*** Block opens ***
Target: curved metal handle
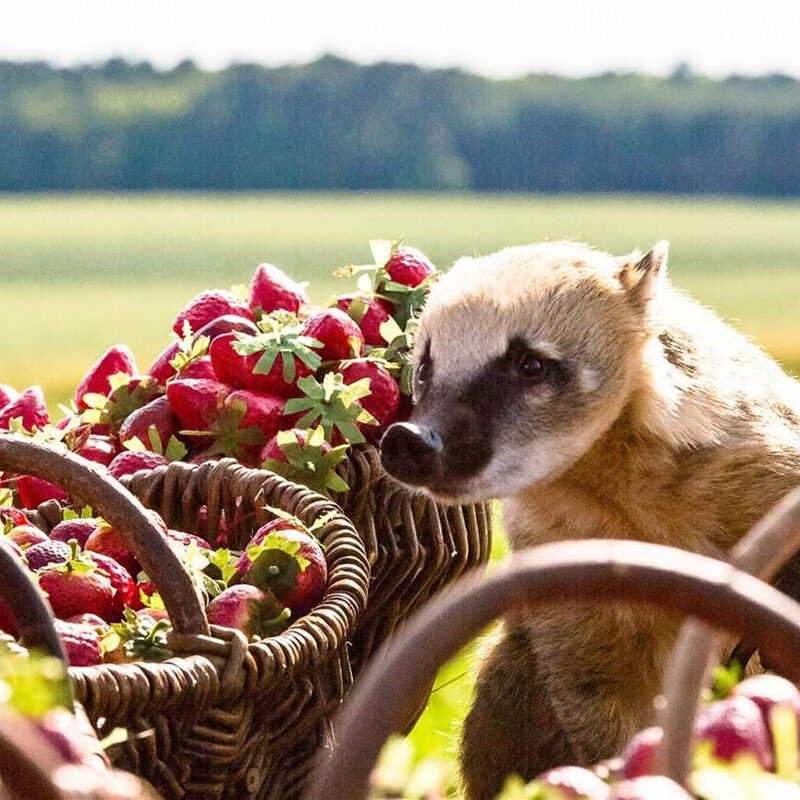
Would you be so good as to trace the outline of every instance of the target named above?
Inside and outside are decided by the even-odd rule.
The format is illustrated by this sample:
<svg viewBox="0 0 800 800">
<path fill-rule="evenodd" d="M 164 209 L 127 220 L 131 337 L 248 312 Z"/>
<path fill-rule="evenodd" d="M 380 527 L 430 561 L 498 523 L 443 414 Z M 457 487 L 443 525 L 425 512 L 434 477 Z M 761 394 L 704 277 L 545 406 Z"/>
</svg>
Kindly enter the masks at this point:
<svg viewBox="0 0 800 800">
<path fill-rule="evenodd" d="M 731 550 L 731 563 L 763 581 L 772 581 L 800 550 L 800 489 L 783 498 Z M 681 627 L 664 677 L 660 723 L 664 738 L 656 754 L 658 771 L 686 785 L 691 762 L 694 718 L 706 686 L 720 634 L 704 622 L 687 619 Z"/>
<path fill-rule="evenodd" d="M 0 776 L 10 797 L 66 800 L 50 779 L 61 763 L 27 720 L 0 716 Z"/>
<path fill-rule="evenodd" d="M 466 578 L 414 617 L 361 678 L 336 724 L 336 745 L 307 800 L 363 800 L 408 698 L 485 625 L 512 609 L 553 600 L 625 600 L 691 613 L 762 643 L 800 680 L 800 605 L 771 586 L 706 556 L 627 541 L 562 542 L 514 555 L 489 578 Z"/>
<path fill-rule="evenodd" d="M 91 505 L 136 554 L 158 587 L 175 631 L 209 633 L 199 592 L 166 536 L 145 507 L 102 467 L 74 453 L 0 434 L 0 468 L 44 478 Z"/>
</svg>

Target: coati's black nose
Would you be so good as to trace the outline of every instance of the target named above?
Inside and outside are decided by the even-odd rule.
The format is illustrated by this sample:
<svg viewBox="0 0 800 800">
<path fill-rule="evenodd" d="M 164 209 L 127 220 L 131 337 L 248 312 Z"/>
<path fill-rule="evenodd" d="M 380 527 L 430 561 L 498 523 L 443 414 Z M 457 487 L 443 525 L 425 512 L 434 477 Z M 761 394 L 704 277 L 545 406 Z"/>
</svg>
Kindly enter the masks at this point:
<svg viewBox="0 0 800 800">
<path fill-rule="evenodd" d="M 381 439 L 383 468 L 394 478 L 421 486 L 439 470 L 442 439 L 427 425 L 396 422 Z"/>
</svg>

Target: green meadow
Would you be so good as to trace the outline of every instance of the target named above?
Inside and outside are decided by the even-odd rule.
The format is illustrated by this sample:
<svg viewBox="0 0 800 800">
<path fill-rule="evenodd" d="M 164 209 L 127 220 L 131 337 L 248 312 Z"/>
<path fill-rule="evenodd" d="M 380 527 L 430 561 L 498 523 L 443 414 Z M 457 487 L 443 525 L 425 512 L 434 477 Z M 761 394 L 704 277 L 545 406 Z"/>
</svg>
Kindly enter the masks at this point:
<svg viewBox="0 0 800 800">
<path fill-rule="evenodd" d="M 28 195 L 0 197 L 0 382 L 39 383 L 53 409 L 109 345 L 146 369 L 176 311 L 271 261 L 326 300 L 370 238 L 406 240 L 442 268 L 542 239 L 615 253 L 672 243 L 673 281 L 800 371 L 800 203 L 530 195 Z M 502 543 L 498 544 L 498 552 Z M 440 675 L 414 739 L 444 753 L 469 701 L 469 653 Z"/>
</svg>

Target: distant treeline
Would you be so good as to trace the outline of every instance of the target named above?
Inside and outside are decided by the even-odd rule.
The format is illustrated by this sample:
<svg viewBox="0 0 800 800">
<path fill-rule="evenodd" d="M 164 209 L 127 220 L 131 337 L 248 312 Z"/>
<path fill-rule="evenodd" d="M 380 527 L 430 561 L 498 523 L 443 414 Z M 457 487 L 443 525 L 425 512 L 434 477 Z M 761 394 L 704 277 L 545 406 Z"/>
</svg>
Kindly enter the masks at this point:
*** Block closes ***
*** Block opens ***
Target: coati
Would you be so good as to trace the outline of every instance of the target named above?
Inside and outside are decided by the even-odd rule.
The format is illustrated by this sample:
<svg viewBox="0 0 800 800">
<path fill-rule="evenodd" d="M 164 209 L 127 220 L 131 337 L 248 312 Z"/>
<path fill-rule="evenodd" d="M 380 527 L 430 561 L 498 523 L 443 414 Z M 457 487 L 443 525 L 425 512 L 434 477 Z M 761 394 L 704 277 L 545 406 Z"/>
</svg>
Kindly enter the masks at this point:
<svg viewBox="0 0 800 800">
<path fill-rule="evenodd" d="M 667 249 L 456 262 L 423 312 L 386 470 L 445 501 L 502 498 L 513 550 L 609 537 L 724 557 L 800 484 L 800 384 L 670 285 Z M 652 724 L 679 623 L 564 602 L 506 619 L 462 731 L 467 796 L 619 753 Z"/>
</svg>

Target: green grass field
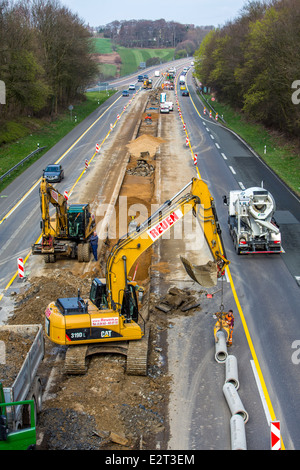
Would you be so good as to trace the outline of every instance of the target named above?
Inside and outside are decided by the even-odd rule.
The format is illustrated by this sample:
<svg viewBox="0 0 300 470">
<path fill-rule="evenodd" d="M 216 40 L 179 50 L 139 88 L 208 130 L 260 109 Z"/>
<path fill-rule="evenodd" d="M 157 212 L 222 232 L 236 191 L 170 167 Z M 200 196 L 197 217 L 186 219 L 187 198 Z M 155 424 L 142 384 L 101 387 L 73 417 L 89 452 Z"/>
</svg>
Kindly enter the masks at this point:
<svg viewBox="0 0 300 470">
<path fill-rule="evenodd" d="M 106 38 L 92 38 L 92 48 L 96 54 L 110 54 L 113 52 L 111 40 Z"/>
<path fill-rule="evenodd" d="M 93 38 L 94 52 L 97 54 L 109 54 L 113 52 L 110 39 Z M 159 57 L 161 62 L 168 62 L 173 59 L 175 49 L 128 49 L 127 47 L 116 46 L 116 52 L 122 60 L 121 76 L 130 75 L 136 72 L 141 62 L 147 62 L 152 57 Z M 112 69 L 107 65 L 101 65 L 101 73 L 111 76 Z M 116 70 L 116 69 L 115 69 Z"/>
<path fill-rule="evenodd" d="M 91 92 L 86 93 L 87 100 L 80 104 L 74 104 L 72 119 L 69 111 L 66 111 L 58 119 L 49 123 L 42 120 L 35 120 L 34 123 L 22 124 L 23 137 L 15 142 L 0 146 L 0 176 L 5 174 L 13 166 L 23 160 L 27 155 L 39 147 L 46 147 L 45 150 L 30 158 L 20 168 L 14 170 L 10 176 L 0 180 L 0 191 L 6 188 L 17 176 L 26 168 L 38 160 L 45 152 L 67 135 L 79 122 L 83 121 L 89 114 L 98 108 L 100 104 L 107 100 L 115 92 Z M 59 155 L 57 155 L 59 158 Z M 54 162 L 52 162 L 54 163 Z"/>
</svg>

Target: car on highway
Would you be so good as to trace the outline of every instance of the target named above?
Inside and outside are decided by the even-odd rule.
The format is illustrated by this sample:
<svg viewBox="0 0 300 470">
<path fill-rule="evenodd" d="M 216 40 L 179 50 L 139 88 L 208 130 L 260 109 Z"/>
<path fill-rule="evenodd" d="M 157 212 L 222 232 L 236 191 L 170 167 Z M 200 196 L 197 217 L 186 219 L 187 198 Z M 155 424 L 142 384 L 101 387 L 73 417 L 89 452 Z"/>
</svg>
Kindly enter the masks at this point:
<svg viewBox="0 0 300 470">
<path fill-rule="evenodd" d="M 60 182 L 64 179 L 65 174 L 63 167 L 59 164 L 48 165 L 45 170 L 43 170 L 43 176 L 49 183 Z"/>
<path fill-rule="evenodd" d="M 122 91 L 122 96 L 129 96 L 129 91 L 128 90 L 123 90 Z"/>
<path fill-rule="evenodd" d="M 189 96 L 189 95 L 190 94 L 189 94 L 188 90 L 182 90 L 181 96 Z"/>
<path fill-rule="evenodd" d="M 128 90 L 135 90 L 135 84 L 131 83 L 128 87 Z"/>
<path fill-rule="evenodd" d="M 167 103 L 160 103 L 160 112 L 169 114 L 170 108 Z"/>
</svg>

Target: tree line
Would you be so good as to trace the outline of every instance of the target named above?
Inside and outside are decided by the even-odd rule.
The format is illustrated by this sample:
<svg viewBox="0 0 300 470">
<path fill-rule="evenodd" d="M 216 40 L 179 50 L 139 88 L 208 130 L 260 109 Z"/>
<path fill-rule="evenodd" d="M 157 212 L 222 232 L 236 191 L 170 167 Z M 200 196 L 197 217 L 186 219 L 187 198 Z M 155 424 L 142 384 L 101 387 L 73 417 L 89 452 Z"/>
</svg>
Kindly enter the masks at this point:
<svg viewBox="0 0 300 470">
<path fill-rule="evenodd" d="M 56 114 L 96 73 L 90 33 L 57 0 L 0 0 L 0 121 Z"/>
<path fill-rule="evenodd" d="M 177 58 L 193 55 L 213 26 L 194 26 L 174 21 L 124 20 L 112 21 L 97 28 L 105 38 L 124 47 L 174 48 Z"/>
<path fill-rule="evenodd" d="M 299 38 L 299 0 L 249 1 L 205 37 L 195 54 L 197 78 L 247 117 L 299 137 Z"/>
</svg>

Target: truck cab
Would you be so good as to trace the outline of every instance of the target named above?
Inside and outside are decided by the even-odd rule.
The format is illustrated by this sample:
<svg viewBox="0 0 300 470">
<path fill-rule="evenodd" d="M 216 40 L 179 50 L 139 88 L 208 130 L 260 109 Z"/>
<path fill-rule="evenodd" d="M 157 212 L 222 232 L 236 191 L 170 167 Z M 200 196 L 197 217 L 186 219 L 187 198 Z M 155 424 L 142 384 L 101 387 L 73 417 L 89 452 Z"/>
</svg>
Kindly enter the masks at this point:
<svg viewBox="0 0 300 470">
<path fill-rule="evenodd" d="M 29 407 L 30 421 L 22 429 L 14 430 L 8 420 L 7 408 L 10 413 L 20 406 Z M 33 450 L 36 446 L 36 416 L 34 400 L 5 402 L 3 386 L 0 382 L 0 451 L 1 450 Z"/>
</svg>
*** Block closes ***
• Description of the task:
Where a line above holds the string "green", copy that line.

• Solution for this problem:
Target: green meadow
Target: green grass field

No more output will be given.